* Set problem: Report every line in the entries below that contains the string "parsnip". Copy each such line in full.

* Excerpted records:
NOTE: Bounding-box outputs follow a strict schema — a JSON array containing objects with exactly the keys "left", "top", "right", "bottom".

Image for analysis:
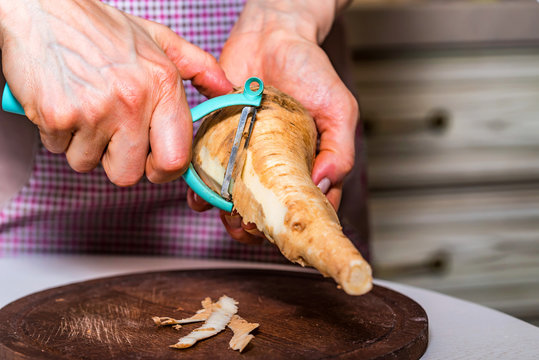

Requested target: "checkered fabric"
[
  {"left": 0, "top": 0, "right": 285, "bottom": 262},
  {"left": 0, "top": 0, "right": 368, "bottom": 262}
]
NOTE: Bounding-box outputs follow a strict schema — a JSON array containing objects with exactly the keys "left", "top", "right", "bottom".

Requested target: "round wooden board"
[{"left": 0, "top": 269, "right": 428, "bottom": 360}]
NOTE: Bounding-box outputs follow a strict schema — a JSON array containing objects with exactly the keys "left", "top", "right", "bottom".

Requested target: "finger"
[
  {"left": 219, "top": 210, "right": 263, "bottom": 245},
  {"left": 187, "top": 188, "right": 213, "bottom": 212},
  {"left": 101, "top": 129, "right": 148, "bottom": 186},
  {"left": 312, "top": 91, "right": 358, "bottom": 208},
  {"left": 136, "top": 18, "right": 233, "bottom": 97},
  {"left": 66, "top": 129, "right": 109, "bottom": 172},
  {"left": 39, "top": 127, "right": 72, "bottom": 154},
  {"left": 146, "top": 75, "right": 193, "bottom": 183}
]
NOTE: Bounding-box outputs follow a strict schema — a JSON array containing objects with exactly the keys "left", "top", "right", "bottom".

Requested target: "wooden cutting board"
[{"left": 0, "top": 269, "right": 428, "bottom": 360}]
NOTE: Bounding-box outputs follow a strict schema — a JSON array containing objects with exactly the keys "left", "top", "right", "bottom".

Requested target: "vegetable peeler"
[{"left": 2, "top": 77, "right": 264, "bottom": 212}]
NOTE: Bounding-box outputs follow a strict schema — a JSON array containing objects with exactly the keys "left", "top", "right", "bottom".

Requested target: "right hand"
[{"left": 0, "top": 0, "right": 232, "bottom": 186}]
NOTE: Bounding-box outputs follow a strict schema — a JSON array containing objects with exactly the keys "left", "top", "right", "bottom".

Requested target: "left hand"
[{"left": 190, "top": 0, "right": 359, "bottom": 242}]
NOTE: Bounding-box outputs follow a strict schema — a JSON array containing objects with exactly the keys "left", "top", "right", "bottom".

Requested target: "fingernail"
[
  {"left": 225, "top": 215, "right": 241, "bottom": 228},
  {"left": 317, "top": 178, "right": 331, "bottom": 194}
]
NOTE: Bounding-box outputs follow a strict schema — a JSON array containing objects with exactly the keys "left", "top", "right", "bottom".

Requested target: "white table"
[{"left": 0, "top": 255, "right": 539, "bottom": 360}]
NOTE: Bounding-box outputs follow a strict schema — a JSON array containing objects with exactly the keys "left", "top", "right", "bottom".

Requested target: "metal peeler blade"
[{"left": 221, "top": 106, "right": 256, "bottom": 201}]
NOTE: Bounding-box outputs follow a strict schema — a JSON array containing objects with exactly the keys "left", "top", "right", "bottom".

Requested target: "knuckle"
[
  {"left": 68, "top": 155, "right": 99, "bottom": 173},
  {"left": 341, "top": 152, "right": 355, "bottom": 175},
  {"left": 107, "top": 171, "right": 143, "bottom": 187},
  {"left": 157, "top": 154, "right": 190, "bottom": 174},
  {"left": 111, "top": 81, "right": 148, "bottom": 113},
  {"left": 155, "top": 63, "right": 180, "bottom": 89},
  {"left": 39, "top": 104, "right": 80, "bottom": 131}
]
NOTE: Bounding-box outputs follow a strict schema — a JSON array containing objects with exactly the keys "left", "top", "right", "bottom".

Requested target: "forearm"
[{"left": 236, "top": 0, "right": 350, "bottom": 44}]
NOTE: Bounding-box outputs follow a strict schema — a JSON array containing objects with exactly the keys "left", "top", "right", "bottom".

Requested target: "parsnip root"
[{"left": 193, "top": 87, "right": 372, "bottom": 295}]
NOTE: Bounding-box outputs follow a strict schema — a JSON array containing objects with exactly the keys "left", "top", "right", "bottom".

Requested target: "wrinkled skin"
[
  {"left": 0, "top": 0, "right": 232, "bottom": 186},
  {"left": 188, "top": 0, "right": 359, "bottom": 244}
]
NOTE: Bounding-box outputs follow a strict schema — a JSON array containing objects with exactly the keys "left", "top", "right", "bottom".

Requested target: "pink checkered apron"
[
  {"left": 0, "top": 0, "right": 284, "bottom": 262},
  {"left": 0, "top": 0, "right": 368, "bottom": 262}
]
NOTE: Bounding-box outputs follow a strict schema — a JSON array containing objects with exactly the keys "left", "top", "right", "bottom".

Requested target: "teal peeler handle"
[
  {"left": 2, "top": 77, "right": 264, "bottom": 212},
  {"left": 2, "top": 84, "right": 24, "bottom": 115},
  {"left": 183, "top": 77, "right": 264, "bottom": 212}
]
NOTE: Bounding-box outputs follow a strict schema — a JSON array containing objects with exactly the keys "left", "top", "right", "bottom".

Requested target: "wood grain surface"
[{"left": 0, "top": 269, "right": 428, "bottom": 360}]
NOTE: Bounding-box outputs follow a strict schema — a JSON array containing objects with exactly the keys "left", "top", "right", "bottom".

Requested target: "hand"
[
  {"left": 187, "top": 188, "right": 265, "bottom": 244},
  {"left": 0, "top": 0, "right": 231, "bottom": 186},
  {"left": 211, "top": 0, "right": 359, "bottom": 240}
]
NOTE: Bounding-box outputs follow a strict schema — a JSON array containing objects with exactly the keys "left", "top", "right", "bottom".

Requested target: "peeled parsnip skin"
[{"left": 193, "top": 87, "right": 372, "bottom": 295}]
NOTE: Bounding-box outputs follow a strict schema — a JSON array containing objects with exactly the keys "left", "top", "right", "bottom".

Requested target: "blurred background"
[{"left": 344, "top": 0, "right": 539, "bottom": 326}]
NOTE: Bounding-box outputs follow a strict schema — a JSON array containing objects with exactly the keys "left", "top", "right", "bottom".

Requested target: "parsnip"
[{"left": 193, "top": 87, "right": 372, "bottom": 295}]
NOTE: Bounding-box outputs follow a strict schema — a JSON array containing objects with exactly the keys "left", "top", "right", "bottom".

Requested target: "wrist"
[
  {"left": 239, "top": 0, "right": 349, "bottom": 44},
  {"left": 0, "top": 0, "right": 32, "bottom": 48}
]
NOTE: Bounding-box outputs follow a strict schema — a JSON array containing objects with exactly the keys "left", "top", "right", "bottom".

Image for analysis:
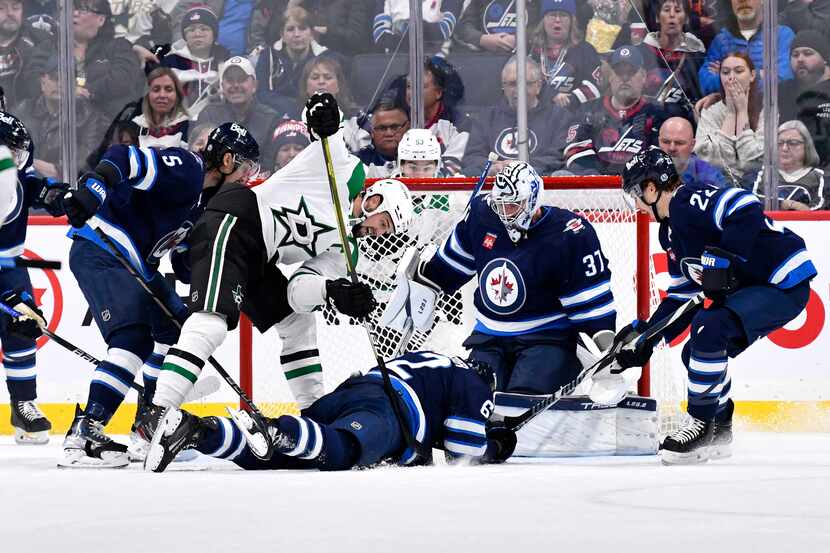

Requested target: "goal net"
[{"left": 241, "top": 176, "right": 686, "bottom": 433}]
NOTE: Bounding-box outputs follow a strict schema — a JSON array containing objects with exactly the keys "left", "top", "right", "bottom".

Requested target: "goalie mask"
[
  {"left": 398, "top": 129, "right": 441, "bottom": 177},
  {"left": 352, "top": 179, "right": 414, "bottom": 237},
  {"left": 487, "top": 162, "right": 544, "bottom": 243}
]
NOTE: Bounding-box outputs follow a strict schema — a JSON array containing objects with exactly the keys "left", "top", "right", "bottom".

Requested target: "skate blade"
[{"left": 14, "top": 427, "right": 49, "bottom": 445}]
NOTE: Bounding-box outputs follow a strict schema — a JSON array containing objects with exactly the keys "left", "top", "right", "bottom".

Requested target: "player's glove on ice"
[
  {"left": 63, "top": 173, "right": 107, "bottom": 228},
  {"left": 326, "top": 278, "right": 377, "bottom": 318},
  {"left": 305, "top": 92, "right": 340, "bottom": 139},
  {"left": 0, "top": 290, "right": 46, "bottom": 340},
  {"left": 700, "top": 246, "right": 738, "bottom": 302},
  {"left": 611, "top": 319, "right": 656, "bottom": 373}
]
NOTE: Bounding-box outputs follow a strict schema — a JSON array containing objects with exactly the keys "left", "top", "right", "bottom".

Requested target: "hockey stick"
[
  {"left": 504, "top": 292, "right": 704, "bottom": 432},
  {"left": 95, "top": 228, "right": 274, "bottom": 452},
  {"left": 320, "top": 136, "right": 432, "bottom": 460}
]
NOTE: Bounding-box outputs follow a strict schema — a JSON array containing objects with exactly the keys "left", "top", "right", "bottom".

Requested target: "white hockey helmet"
[
  {"left": 487, "top": 161, "right": 544, "bottom": 243},
  {"left": 362, "top": 179, "right": 414, "bottom": 233},
  {"left": 398, "top": 129, "right": 441, "bottom": 177}
]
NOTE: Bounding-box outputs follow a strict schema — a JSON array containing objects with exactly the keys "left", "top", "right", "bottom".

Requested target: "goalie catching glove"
[{"left": 0, "top": 290, "right": 46, "bottom": 340}]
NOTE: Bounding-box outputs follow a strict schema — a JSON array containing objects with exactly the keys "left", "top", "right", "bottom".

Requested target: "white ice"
[{"left": 0, "top": 433, "right": 830, "bottom": 553}]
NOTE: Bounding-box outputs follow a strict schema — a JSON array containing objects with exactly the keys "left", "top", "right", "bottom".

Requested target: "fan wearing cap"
[
  {"left": 616, "top": 148, "right": 816, "bottom": 464},
  {"left": 564, "top": 46, "right": 683, "bottom": 175},
  {"left": 197, "top": 56, "right": 280, "bottom": 159}
]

* Task result:
Requested target: "parsnip root"
Requested target: "peeled parsnip skin"
Requested target: "parsnip"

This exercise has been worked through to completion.